*Task to carry out*:
Count the lines below that contain the string "glove", treating case as significant, and give only the number.

*Excerpts from location labeling data*:
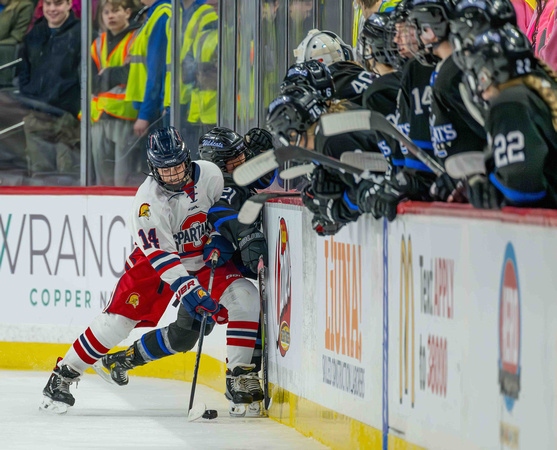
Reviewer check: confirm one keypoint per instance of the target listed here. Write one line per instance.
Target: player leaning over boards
(168, 222)
(235, 242)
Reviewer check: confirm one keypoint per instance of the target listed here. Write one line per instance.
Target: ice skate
(253, 385)
(118, 365)
(237, 391)
(57, 397)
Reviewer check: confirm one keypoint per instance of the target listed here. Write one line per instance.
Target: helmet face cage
(324, 46)
(377, 40)
(474, 17)
(294, 112)
(310, 73)
(165, 150)
(222, 145)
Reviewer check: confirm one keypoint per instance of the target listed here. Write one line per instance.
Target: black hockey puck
(210, 414)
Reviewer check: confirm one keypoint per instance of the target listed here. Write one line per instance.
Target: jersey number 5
(508, 149)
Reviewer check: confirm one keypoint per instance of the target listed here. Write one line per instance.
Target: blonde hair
(539, 86)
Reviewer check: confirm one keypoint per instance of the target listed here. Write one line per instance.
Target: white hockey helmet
(324, 46)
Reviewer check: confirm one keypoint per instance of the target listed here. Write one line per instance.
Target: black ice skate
(57, 397)
(119, 363)
(237, 391)
(253, 385)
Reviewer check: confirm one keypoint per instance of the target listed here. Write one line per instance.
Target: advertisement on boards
(60, 256)
(348, 290)
(285, 286)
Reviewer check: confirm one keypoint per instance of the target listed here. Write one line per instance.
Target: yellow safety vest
(203, 105)
(114, 101)
(204, 15)
(137, 78)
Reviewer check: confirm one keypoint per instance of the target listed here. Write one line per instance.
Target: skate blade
(50, 406)
(254, 410)
(197, 410)
(237, 410)
(101, 371)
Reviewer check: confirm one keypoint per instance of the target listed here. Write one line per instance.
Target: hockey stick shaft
(214, 258)
(264, 347)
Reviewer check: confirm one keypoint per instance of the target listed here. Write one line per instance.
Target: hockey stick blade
(372, 162)
(380, 123)
(255, 168)
(197, 410)
(99, 369)
(297, 171)
(249, 212)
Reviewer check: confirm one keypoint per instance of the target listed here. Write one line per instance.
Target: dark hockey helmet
(434, 14)
(294, 112)
(166, 149)
(311, 73)
(473, 17)
(497, 56)
(221, 145)
(377, 40)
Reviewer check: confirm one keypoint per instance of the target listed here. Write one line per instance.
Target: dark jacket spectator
(50, 68)
(14, 20)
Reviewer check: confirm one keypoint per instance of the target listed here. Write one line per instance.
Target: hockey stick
(199, 410)
(366, 161)
(265, 350)
(362, 120)
(249, 212)
(264, 163)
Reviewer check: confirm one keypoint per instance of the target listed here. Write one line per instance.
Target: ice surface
(149, 413)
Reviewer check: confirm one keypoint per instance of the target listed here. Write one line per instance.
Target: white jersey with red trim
(171, 228)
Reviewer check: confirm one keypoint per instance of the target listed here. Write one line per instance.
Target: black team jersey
(381, 96)
(452, 128)
(522, 152)
(417, 92)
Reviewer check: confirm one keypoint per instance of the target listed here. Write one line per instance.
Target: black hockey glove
(447, 189)
(258, 140)
(325, 228)
(483, 194)
(252, 244)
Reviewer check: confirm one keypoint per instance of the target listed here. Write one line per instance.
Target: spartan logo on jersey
(133, 300)
(194, 234)
(441, 136)
(144, 210)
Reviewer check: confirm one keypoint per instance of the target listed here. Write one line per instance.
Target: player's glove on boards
(258, 140)
(252, 245)
(219, 244)
(194, 298)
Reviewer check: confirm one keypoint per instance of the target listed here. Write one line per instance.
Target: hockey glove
(258, 140)
(325, 228)
(223, 247)
(194, 298)
(252, 245)
(483, 194)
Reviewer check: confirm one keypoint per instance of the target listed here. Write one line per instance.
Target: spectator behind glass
(147, 66)
(116, 161)
(14, 19)
(49, 84)
(540, 32)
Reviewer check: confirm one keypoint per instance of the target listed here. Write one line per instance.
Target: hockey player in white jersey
(168, 222)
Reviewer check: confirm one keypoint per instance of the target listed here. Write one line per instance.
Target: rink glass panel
(254, 47)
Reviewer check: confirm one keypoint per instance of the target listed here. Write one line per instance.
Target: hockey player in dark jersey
(234, 241)
(453, 129)
(521, 160)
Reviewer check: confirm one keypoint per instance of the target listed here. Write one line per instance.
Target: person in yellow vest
(202, 114)
(147, 65)
(113, 117)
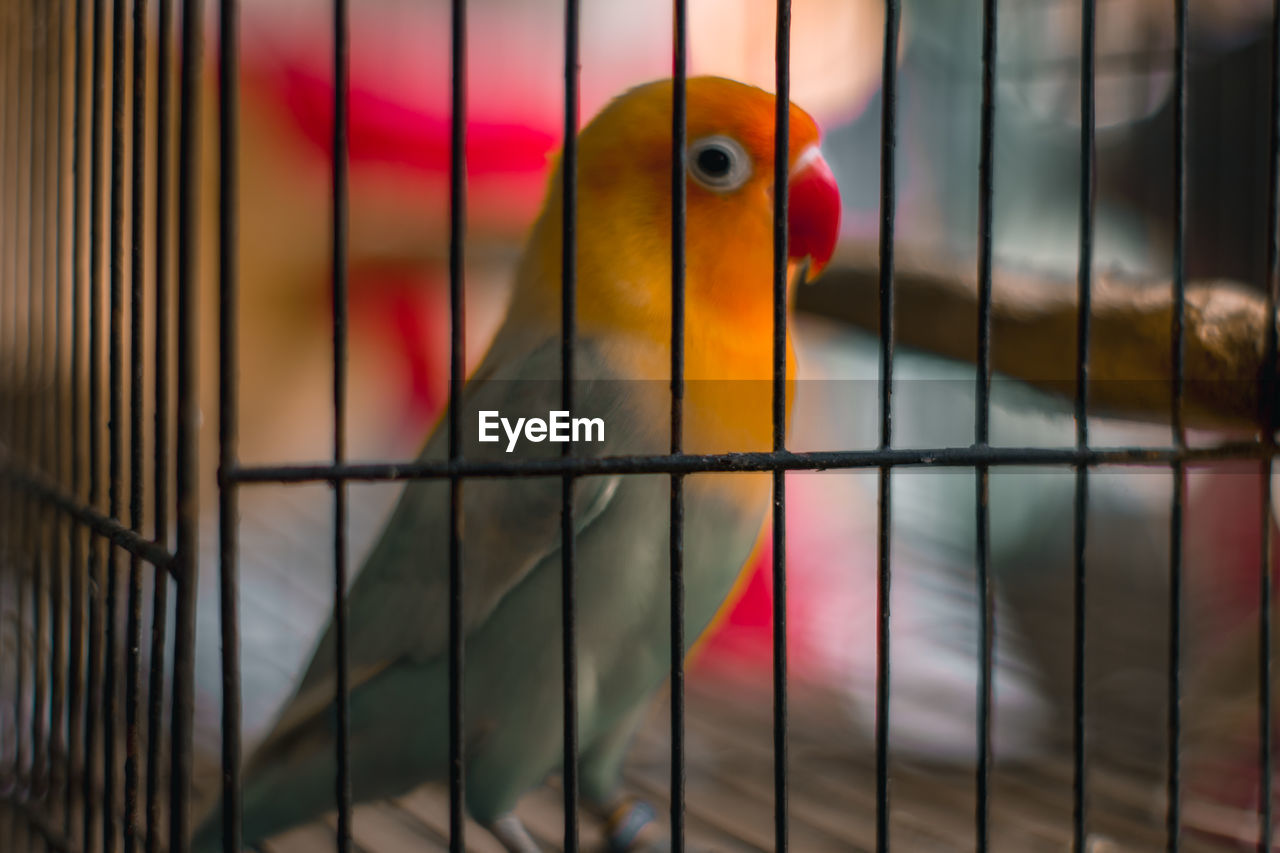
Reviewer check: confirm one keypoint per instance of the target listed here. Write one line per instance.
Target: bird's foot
(512, 834)
(631, 828)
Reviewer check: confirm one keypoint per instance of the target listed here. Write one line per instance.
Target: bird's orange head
(625, 205)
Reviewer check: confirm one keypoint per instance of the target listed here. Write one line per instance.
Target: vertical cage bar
(781, 172)
(160, 428)
(1179, 468)
(8, 286)
(187, 329)
(457, 373)
(568, 341)
(115, 424)
(982, 422)
(137, 282)
(228, 413)
(58, 420)
(1084, 282)
(1269, 427)
(18, 538)
(338, 245)
(37, 332)
(96, 580)
(37, 336)
(76, 719)
(885, 507)
(679, 165)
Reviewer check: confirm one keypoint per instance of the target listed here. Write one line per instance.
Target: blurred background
(398, 364)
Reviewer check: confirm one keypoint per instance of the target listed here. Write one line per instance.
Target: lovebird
(511, 525)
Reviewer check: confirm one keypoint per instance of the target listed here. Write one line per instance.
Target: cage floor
(832, 793)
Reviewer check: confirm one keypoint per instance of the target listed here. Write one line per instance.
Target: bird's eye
(718, 163)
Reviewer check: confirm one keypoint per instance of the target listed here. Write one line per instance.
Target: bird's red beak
(813, 210)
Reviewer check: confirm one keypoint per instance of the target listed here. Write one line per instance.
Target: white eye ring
(720, 163)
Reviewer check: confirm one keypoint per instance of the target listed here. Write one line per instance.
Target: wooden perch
(1033, 332)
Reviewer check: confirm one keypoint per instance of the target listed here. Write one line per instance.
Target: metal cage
(74, 305)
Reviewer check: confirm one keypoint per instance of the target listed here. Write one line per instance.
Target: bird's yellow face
(624, 213)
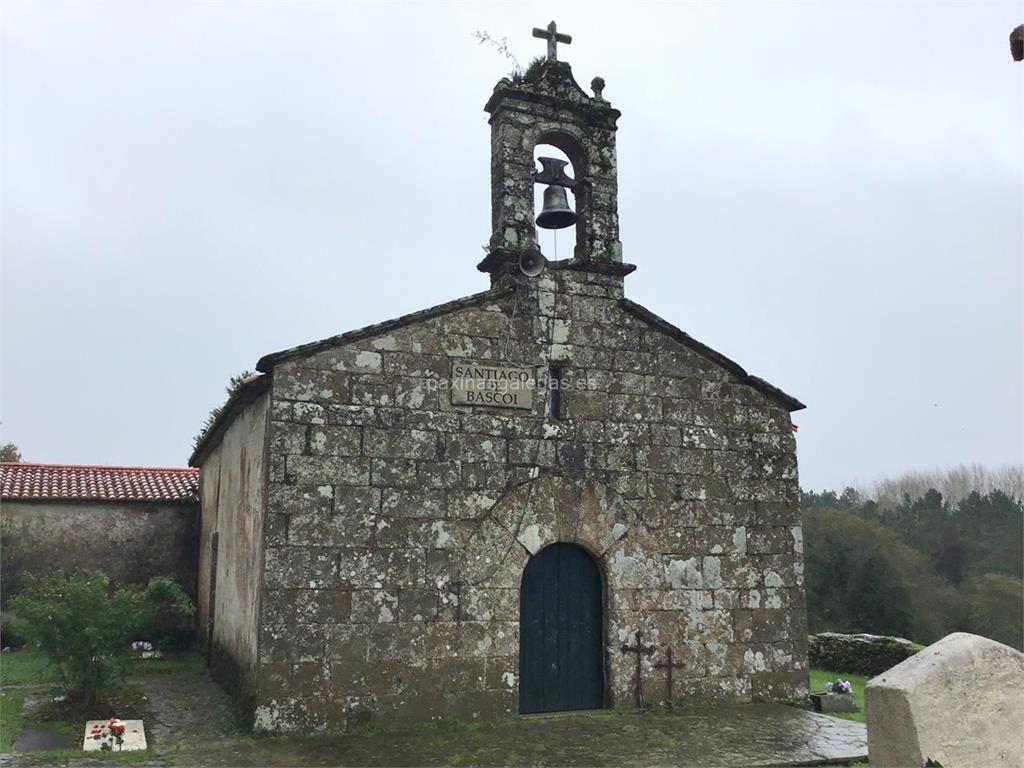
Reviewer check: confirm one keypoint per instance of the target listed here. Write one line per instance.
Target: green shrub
(85, 625)
(12, 631)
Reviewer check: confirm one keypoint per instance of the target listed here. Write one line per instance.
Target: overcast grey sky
(828, 194)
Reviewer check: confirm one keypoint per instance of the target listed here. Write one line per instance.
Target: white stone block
(957, 702)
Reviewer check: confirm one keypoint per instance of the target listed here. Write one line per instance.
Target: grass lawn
(27, 666)
(10, 717)
(820, 677)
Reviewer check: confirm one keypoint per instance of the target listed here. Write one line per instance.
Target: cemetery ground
(190, 721)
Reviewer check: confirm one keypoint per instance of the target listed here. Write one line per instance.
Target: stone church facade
(368, 536)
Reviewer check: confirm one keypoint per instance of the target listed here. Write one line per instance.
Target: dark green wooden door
(561, 660)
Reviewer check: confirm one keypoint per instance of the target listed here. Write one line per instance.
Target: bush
(85, 625)
(13, 631)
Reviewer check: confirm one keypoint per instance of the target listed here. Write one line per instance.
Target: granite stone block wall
(397, 525)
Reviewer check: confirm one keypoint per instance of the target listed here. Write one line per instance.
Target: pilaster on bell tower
(547, 107)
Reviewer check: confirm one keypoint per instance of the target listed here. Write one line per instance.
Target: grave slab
(134, 736)
(955, 702)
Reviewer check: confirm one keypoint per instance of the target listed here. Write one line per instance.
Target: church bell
(556, 213)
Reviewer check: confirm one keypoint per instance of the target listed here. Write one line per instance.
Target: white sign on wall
(476, 384)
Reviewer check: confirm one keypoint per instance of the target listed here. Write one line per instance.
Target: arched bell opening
(555, 204)
(561, 631)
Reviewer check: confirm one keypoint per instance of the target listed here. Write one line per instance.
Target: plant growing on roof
(232, 388)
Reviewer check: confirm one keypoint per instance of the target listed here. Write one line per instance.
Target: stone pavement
(192, 724)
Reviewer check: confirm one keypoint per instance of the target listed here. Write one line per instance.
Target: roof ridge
(113, 467)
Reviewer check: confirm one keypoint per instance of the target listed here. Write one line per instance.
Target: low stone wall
(858, 654)
(129, 541)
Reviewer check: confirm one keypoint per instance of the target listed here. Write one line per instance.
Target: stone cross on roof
(553, 37)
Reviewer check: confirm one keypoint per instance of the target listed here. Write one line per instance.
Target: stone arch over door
(561, 632)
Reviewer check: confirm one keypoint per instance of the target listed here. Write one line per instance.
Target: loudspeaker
(531, 263)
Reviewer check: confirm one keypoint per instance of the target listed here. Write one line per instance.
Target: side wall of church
(232, 488)
(398, 524)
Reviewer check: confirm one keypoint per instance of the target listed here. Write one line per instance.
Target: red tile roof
(72, 482)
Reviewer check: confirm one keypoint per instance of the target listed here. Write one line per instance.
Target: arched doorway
(561, 647)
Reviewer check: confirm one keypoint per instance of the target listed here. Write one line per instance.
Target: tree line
(918, 567)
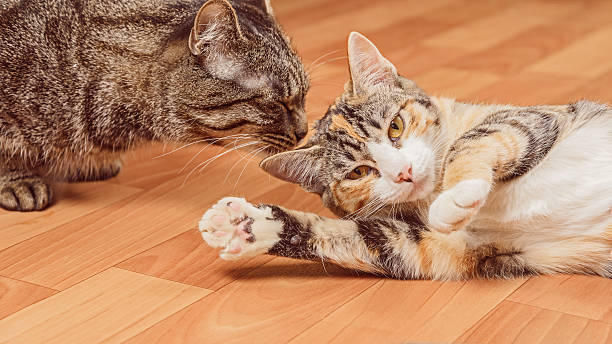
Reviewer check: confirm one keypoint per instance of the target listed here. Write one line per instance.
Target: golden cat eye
(396, 129)
(359, 172)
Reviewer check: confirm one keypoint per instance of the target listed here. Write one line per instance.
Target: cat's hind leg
(24, 191)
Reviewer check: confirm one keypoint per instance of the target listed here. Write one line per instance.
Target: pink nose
(405, 175)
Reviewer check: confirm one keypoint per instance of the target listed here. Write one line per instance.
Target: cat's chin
(420, 190)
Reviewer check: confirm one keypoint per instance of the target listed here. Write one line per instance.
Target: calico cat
(434, 188)
(82, 81)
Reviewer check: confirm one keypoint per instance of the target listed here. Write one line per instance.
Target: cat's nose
(405, 175)
(301, 131)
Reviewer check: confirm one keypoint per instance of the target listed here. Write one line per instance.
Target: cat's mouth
(276, 143)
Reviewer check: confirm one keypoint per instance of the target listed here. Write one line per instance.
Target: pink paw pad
(234, 206)
(218, 219)
(243, 235)
(234, 249)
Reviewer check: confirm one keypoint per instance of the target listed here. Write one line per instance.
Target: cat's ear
(265, 5)
(300, 166)
(369, 69)
(215, 23)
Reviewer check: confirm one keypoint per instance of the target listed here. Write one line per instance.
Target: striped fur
(85, 80)
(497, 191)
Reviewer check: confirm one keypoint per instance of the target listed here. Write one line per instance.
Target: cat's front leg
(506, 145)
(240, 228)
(377, 245)
(455, 208)
(24, 191)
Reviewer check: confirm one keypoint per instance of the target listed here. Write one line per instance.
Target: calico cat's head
(375, 146)
(255, 82)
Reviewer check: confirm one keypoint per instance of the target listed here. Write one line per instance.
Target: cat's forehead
(360, 118)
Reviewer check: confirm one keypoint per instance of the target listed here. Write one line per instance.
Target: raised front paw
(240, 228)
(455, 208)
(24, 193)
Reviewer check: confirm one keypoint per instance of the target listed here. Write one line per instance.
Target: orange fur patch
(353, 195)
(340, 123)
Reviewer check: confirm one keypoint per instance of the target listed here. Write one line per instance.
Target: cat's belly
(571, 190)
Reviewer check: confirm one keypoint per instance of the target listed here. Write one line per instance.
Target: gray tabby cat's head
(254, 80)
(377, 144)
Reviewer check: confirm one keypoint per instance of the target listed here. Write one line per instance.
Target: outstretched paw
(24, 193)
(455, 208)
(240, 228)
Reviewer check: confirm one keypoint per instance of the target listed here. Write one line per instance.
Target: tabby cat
(82, 81)
(435, 188)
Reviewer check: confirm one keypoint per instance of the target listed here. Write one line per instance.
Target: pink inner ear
(368, 67)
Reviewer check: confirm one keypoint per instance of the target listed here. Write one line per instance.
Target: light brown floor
(122, 260)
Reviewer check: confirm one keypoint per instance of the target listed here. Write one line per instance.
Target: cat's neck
(458, 117)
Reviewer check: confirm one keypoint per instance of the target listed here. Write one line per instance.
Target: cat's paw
(240, 228)
(24, 193)
(454, 208)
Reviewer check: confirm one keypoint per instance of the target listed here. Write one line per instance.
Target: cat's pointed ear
(264, 5)
(215, 22)
(300, 166)
(369, 69)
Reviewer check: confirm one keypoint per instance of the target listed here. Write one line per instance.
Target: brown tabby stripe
(538, 129)
(295, 237)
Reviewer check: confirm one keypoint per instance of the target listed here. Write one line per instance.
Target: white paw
(454, 208)
(240, 228)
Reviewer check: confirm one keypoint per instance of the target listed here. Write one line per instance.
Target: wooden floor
(122, 260)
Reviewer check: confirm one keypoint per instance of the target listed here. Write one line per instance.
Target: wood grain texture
(75, 200)
(109, 307)
(15, 295)
(584, 296)
(414, 311)
(129, 263)
(517, 323)
(271, 304)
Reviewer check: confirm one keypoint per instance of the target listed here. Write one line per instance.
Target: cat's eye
(396, 128)
(359, 172)
(285, 107)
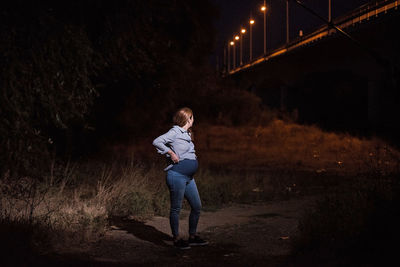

*Task output*:
3